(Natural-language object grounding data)
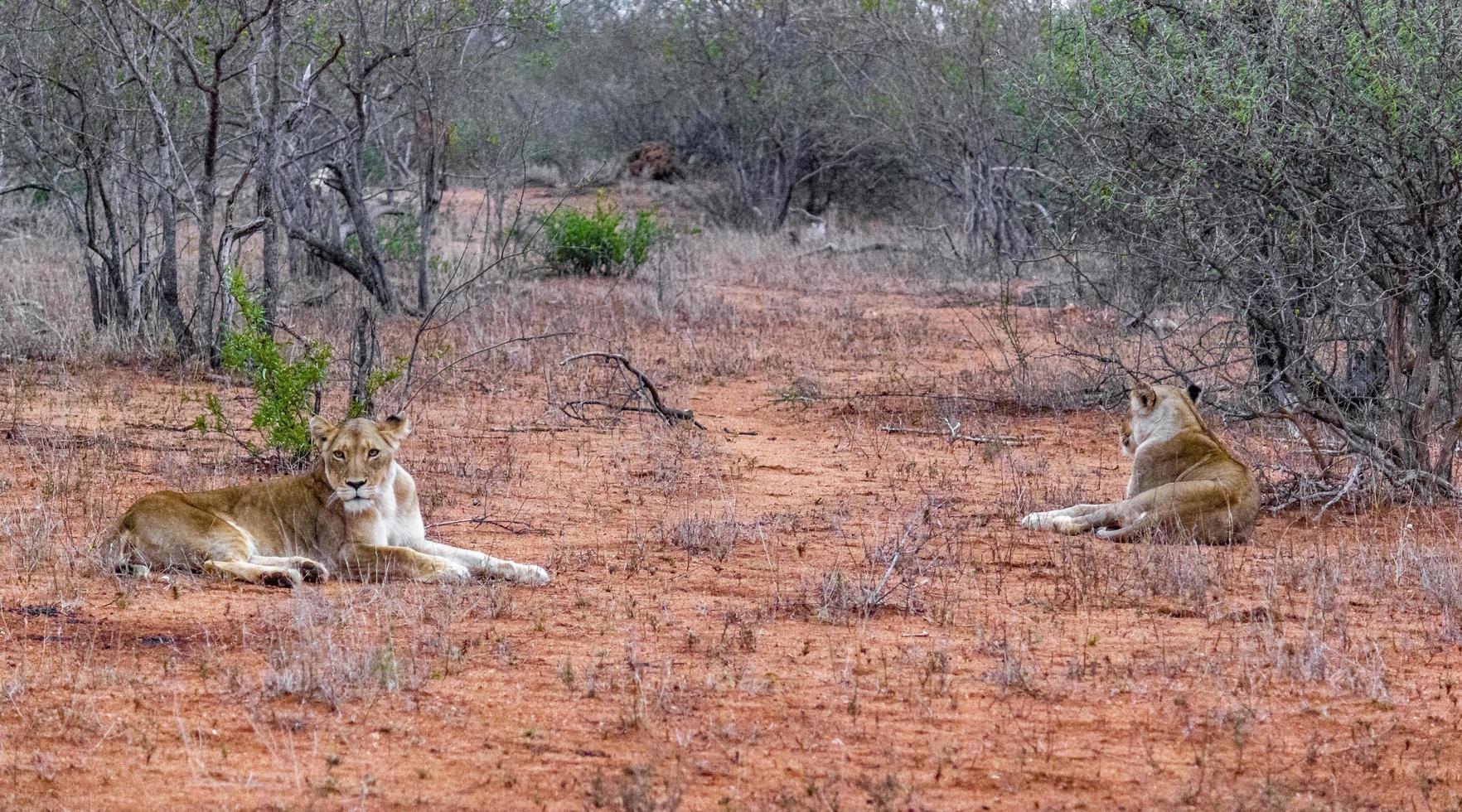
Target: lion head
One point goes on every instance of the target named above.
(357, 456)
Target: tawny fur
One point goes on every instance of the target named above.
(1184, 482)
(354, 513)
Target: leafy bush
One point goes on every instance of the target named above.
(285, 381)
(601, 243)
(1287, 166)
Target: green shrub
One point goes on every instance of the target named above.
(600, 243)
(285, 381)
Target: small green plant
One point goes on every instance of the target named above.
(377, 380)
(601, 243)
(285, 381)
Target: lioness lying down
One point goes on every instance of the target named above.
(1183, 480)
(354, 513)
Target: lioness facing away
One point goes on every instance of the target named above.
(354, 513)
(1183, 478)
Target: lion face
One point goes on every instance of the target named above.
(357, 456)
(1159, 411)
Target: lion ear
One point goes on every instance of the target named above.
(1144, 396)
(321, 431)
(395, 428)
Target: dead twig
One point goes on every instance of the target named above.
(646, 390)
(952, 434)
(511, 524)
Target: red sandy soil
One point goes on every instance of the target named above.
(1314, 668)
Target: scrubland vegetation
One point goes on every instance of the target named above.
(759, 326)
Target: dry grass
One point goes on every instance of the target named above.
(790, 609)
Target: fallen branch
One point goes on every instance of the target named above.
(955, 437)
(526, 430)
(832, 250)
(511, 524)
(646, 390)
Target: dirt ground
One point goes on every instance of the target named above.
(792, 608)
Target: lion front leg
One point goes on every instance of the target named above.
(483, 564)
(1077, 519)
(380, 563)
(1060, 520)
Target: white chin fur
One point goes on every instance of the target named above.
(356, 505)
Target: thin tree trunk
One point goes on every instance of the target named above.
(168, 260)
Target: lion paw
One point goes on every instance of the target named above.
(313, 572)
(1067, 526)
(279, 578)
(452, 572)
(1035, 522)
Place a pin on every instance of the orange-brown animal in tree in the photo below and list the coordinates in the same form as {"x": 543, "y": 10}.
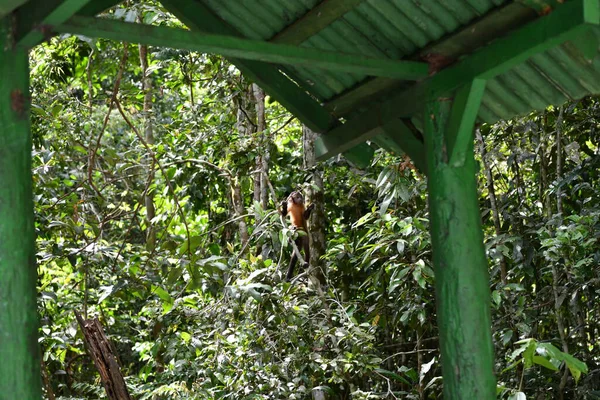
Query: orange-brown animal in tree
{"x": 299, "y": 214}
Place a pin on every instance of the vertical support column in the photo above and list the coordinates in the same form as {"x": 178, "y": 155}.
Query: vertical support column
{"x": 19, "y": 349}
{"x": 462, "y": 278}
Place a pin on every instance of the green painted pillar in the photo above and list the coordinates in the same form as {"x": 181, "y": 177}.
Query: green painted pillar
{"x": 19, "y": 349}
{"x": 461, "y": 269}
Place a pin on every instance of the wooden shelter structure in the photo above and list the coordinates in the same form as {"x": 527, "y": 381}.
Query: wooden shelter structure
{"x": 411, "y": 76}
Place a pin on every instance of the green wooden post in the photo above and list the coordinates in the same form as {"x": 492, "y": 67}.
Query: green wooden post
{"x": 19, "y": 349}
{"x": 462, "y": 279}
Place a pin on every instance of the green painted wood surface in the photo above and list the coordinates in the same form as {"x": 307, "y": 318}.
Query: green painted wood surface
{"x": 461, "y": 270}
{"x": 494, "y": 24}
{"x": 7, "y": 6}
{"x": 19, "y": 350}
{"x": 315, "y": 20}
{"x": 404, "y": 138}
{"x": 567, "y": 22}
{"x": 247, "y": 49}
{"x": 459, "y": 132}
{"x": 198, "y": 17}
{"x": 38, "y": 13}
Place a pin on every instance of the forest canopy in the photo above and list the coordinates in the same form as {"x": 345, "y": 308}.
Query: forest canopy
{"x": 158, "y": 175}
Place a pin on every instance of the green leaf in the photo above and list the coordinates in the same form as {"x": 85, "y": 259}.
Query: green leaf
{"x": 544, "y": 363}
{"x": 162, "y": 294}
{"x": 392, "y": 375}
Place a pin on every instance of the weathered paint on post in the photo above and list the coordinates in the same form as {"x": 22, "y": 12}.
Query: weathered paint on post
{"x": 461, "y": 270}
{"x": 19, "y": 349}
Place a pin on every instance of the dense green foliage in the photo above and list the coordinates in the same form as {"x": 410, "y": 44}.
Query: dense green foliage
{"x": 201, "y": 316}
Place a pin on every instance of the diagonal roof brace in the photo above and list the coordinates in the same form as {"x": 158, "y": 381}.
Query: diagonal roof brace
{"x": 567, "y": 22}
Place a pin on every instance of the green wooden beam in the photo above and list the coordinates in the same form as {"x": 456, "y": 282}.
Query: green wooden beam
{"x": 459, "y": 133}
{"x": 403, "y": 137}
{"x": 494, "y": 24}
{"x": 315, "y": 20}
{"x": 38, "y": 13}
{"x": 566, "y": 22}
{"x": 19, "y": 347}
{"x": 248, "y": 49}
{"x": 196, "y": 16}
{"x": 461, "y": 270}
{"x": 8, "y": 6}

*PROBLEM*: Give again, word for word, every line from the top of the entries above to the line holding "Target: leafy bush", both included. Leave the pictures out.

*OUTPUT FOR THIS TASK*:
Target: lion head
One point goes on every instance of the target named above.
(357, 456)
Target: tawny fur
One point goes on every instance of the target named above.
(1184, 482)
(354, 513)
Target: leafy bush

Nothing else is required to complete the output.